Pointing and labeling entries
"""

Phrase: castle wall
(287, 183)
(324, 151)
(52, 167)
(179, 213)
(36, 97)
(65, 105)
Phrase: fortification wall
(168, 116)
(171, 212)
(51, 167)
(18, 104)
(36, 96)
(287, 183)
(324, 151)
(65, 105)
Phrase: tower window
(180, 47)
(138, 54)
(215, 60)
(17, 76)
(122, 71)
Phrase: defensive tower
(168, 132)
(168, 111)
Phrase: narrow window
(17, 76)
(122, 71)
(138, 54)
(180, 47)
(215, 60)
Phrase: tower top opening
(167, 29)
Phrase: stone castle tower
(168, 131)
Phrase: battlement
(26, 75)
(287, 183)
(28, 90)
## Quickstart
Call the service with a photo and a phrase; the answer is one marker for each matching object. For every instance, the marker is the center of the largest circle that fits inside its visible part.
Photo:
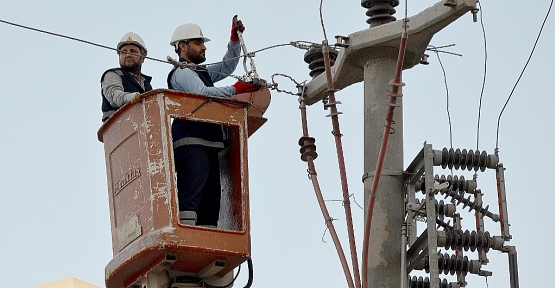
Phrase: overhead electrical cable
(485, 74)
(522, 72)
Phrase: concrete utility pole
(371, 56)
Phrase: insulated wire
(521, 73)
(322, 21)
(485, 73)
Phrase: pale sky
(54, 214)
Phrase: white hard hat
(186, 32)
(132, 38)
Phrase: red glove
(236, 25)
(243, 87)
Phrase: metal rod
(334, 114)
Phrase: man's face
(130, 57)
(195, 51)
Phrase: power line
(485, 73)
(447, 94)
(521, 73)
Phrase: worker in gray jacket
(197, 144)
(125, 84)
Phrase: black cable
(485, 73)
(249, 282)
(447, 95)
(521, 73)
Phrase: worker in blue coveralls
(197, 144)
(125, 84)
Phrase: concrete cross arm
(383, 41)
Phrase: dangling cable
(334, 115)
(308, 154)
(393, 93)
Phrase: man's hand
(133, 98)
(243, 87)
(236, 25)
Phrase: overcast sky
(54, 210)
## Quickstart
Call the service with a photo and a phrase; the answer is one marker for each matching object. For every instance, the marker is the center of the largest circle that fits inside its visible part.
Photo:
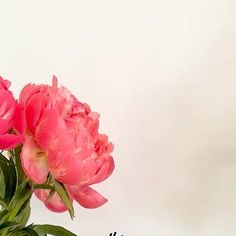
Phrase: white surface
(162, 75)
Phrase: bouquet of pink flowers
(51, 147)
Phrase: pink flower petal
(64, 166)
(10, 141)
(4, 126)
(33, 111)
(34, 161)
(54, 204)
(51, 132)
(86, 196)
(19, 120)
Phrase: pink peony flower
(7, 109)
(62, 139)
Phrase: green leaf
(42, 186)
(65, 197)
(20, 173)
(23, 215)
(53, 230)
(3, 215)
(30, 231)
(5, 160)
(23, 200)
(3, 203)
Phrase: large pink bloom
(7, 110)
(61, 138)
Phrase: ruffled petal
(4, 126)
(33, 111)
(86, 196)
(10, 141)
(34, 161)
(51, 132)
(64, 166)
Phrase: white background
(162, 75)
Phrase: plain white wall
(162, 75)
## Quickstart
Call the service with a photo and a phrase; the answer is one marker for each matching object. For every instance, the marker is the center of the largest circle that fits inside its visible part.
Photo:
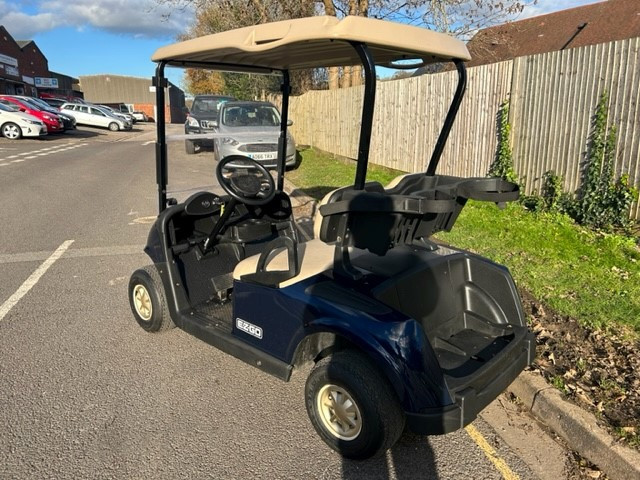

"""

Job:
Rewrite the entries from the line with "Phrase: man's face" through the end of the entries, putting "technician" in place of each "worker" and keeping the rest unchanged. Leave the pictures out of your answer.

Output for this exercise:
Phrase: man's face
(130, 57)
(195, 51)
Phrase: power line
(485, 73)
(447, 94)
(521, 73)
Phrase: technician in gray jacket
(197, 144)
(125, 84)
Phrase: black cable
(485, 73)
(249, 282)
(447, 95)
(521, 73)
Phrase: technician in blue coveralls
(197, 144)
(125, 84)
Phrase: concrete cross arm
(383, 41)
Phrase: dangling cable
(334, 115)
(308, 154)
(393, 93)
Phrase: man's hand
(133, 98)
(243, 87)
(236, 25)
Phrase: overcast sky
(54, 210)
## Quickstart
Call the service with a photo and a phrase; the answer is one marker for each matching object. For every instance, the marker is the center of the largest circle that fits inside its visible part.
Photo:
Phrase: white surface
(162, 75)
Phrase: bouquet of pink flowers
(51, 147)
Phrase: pink flower petal
(64, 166)
(10, 141)
(4, 126)
(33, 111)
(34, 161)
(54, 204)
(51, 132)
(86, 196)
(19, 120)
Phrase: pink peony flower
(7, 109)
(62, 139)
Phrase: green leaf
(42, 186)
(65, 197)
(20, 173)
(23, 215)
(53, 230)
(3, 215)
(30, 231)
(5, 160)
(23, 200)
(3, 203)
Phrase: large pink bloom
(7, 110)
(61, 138)
Phrase: ruffled petal
(4, 126)
(33, 111)
(86, 196)
(10, 141)
(34, 161)
(51, 132)
(64, 166)
Phrase: white background
(162, 75)
Phrase: plain white wall
(162, 75)
## Quickstart
Call the service with a photo and a phrase; the answer is one marker for each matching object. For every instance, the marker is the center of the largest circle that fits inside its visible part.
Photo:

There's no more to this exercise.